[SOURCE DOCUMENT start]

Espressif Systems have been working on audio applications like Smart Speakers based on ESP32 WiSoC with hardware development kits like ESP32-LyraTD-MSC Audio Mic HDK, and I could test it with Baidu DuerOS using Mandarin language.
However, at the time (February 2018), there was not much else that could be done with the hardware kit, since no corresponding ESP32 audio software development kit had been made available. This has now changes since Espressif has just released ESP-ADF Audio Development Framework on Github.
The framework will support the development of audio applications for the Espressif Systems ESP32 chip such as:
- Music player or recorder handling MP3, AAC, WAV, OGG, AMR, SPEEX … audio formats
- Play music from network (HTTP), storage (SD card), Bluetooth A2DP/HFP
- Integration with Media services such as DLNA, Wechat, etc..
- Internet Radio
- Voice recognition and integration with voice services such as Alexa, DuerOS, Google Assistant
As we can see from the diagram above, the first release supports Baidu DuerOS, WAV and MP3 audio, and ESP audio interface. The company will keep working on the framework to add more Cloud Services (DeepBrain, Alexa, Assistant, Alibaba…), Bluetooth support, DLNA support, and more audio codecs.
While several ESP32 boards will eventually be supported, there’s no documentation specific to ESP32-LyraTD-MSC “round” board yet, and instead a Getting Started Guide has been published for ESP32-LyRaT V4 board pictured above.
You’ll need to install ESP-IDF (Espressif IoT Development Framework) before using ESP-ADF, and to learn more details you may want to read the online documentation. ESP-ADF is released under ESPRESSIF MIT License.

[SOURCE DOCUMENT end]
[MATERIAL SHOWN start]

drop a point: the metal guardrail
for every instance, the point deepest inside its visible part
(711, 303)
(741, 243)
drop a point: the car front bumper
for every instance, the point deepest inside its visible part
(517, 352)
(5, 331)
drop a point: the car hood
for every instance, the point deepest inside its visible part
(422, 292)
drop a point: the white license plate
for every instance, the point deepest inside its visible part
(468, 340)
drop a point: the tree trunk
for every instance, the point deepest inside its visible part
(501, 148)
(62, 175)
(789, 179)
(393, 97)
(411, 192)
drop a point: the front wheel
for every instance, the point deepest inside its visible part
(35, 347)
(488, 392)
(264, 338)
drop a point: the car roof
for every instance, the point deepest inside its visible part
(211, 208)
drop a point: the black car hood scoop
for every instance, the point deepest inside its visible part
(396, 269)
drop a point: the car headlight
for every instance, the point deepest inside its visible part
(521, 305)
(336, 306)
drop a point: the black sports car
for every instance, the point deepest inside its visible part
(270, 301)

[MATERIAL SHOWN end]

-- YOUR GOAL --
Render this sentence from the ESP-ADF article in Spanish: "The company will keep working on the framework to add more Cloud Services (DeepBrain, Alexa, Assistant, Alibaba…), Bluetooth support, DLNA support, and more audio codecs."

-- EXERCISE SOLUTION --
La empresa seguirá trabajando en el framework para añadir más servicios en la nube (DeepBrain, Alexa, Assistant, Alibaba…), compatibilidad con Bluetooth, compatibilidad con DLNA y más códecs de audio.